Lettre du Prélat novembre 2014

"Regnare Christum volumus" : la béatification de don Alvaro résonne encore : étendre le règne du Christ jusqu'aux extrémités de la terre, aux personnes qui vivent actuellement et à toutes celles qui viendront, est la tâche merveilleuse – une authentique aventure divine et humaine – que le Seigneur a confiée à tous les chrétiens, lorsqu'il a dit aux Apôtres : allez dans le monde entier. Proclamez l'Évangile à toute la création.

Mes très chers enfants, que Jésus vous garde !

Rendons grâces à Dieu tous les jours pour l'abondance de biens qu'il nous accorde ; c'est à dessein que je le répète. Et en voyant comme le Ciel nous bénit, je comprends très bien pourquoi notre Fondateur écrivait et disait souvent : semper in laetitia!

Durant les semaines qui ont suivi le 27 septembre, nous avons appris que Dieu avait accordé beaucoup de grâces par l'intercession du bienheureux Alvaro. Nous voyons, une fois de plus, quel éclat possède la sainteté, surtout lorsque l'Église proclame celle de l'un de ses enfants. S'il nous arrive parfois de ne pas le percevoir, c'est que nous sommes distraits, et nous ne profitons pas alors de cette assistance divine. Mes filles et mes fils, soyons convaincus que la foi nous aide à avancer fermement sur le chemin vers le Ciel, au milieu des remous de l'histoire : la Providence divine oriente tout vers la plénitude du règne de Dieu, que Jésus-Christ a instauré sur terre.

Il nous revient à présent à nous, chrétiens, de rendre actuels les fruits de la rédemption, réalisée de façon surabondante par Jésus-Christ au travers de sa vie, sa mort, sa résurrection et son ascension dans les Cieux. Nous pouvons demander cela par l'intercession de don Alvaro, lorsque nous prions Dieu qu'il nous accorde de savoir convertir tous les instants et toutes les circonstances de notre vie en occasion de l'aimer et de servir le règne de Jésus-Christ.

Étendre le règne du Christ jusqu'aux extrémités de la terre, aux personnes qui vivent actuellement et à toutes celles qui viendront, est la tâche merveilleuse – une authentique aventure divine et humaine – que le Seigneur a confiée à tous les chrétiens, lorsqu'il a dit aux Apôtres : allez dans le monde entier. Proclamez l'Évangile à toute la création[1]. Avec quelle insistance pédagogique saint Josémaria nous faisait considérer ce mandat du Christ ! Pour que cette intention devienne réalité, ayons le désir d'augmenter chaque jour notre vibration apostolique, de prier le Seigneur qu'il envoie son Esprit à tous, en brisant les barrières que nous pouvons mettre à son action dans nos âmes.

## [Votre tâche]
Recopiez fidèlement le passage de la lettre allant de « Rendons grâces à » à « semper in laetitia! ». Les données ci-dessous proviennent d'une autre source que la lettre.

## [Données extraites]
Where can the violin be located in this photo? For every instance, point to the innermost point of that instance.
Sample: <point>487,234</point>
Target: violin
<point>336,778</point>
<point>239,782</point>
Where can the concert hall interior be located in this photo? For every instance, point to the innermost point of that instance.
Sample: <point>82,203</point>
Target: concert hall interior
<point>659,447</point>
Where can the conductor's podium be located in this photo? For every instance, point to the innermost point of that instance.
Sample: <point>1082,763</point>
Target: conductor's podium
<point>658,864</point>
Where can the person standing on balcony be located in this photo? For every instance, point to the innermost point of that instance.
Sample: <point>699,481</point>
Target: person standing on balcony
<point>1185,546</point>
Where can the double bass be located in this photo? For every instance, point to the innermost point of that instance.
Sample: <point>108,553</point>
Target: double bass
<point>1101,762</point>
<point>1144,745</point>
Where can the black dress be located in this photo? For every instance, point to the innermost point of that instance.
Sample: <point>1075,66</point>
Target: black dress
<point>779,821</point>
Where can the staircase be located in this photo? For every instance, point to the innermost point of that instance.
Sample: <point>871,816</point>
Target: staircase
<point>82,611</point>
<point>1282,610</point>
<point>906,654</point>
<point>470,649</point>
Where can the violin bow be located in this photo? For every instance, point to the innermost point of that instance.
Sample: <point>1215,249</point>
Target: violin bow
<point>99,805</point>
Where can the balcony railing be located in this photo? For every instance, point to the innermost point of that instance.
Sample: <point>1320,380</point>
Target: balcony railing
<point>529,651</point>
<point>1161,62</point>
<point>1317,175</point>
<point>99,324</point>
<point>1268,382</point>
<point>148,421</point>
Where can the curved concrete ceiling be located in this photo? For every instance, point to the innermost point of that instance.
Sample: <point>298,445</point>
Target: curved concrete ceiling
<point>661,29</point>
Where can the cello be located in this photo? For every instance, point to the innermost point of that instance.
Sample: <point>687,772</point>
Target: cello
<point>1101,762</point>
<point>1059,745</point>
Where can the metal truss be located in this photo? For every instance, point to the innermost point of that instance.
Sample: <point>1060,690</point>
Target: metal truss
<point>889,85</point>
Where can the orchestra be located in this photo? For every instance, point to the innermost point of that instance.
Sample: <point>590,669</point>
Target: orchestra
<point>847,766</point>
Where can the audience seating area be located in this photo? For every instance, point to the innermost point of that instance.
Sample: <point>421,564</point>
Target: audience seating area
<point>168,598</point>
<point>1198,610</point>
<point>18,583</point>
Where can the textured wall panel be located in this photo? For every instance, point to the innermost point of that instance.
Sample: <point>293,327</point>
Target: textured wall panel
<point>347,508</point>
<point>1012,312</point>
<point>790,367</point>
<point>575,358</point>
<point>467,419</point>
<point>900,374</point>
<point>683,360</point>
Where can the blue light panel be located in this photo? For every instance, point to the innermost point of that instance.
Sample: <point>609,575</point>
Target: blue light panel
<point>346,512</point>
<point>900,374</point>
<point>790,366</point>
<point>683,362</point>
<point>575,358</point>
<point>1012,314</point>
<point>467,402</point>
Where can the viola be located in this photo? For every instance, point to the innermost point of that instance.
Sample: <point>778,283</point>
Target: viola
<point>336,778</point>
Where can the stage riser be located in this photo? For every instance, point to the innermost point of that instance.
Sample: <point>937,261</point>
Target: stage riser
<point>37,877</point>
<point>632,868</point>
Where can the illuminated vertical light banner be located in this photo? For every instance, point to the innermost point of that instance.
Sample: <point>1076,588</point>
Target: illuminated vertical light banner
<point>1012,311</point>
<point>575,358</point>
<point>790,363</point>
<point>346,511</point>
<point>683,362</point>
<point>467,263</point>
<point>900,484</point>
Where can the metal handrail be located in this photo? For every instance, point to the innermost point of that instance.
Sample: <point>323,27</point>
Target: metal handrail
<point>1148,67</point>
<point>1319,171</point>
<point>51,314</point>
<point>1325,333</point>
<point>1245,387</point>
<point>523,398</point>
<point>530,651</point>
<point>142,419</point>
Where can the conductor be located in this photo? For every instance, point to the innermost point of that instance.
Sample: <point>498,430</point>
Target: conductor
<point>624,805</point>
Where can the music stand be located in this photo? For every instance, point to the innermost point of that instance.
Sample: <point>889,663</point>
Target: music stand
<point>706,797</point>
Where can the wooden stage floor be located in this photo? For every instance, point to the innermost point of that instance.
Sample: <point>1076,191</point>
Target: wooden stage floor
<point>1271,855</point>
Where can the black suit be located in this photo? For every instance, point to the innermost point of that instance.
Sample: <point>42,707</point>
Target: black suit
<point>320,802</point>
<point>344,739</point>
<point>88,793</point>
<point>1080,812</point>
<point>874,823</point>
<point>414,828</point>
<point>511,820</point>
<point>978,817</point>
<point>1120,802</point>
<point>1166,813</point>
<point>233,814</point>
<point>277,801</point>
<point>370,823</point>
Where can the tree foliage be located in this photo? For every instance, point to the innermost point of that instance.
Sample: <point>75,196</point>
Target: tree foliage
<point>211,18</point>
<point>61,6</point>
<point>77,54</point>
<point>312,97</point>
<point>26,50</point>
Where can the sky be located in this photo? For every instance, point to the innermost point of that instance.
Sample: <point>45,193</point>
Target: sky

## [Corrigé de l'exercice]
Rendons grâces à Dieu tous les jours pour l'abondance de biens qu'il nous accorde ; c'est à dessein que je le répète. Et en voyant comme le Ciel nous bénit, je comprends très bien pourquoi notre Fondateur écrivait et disait souvent : semper in laetitia!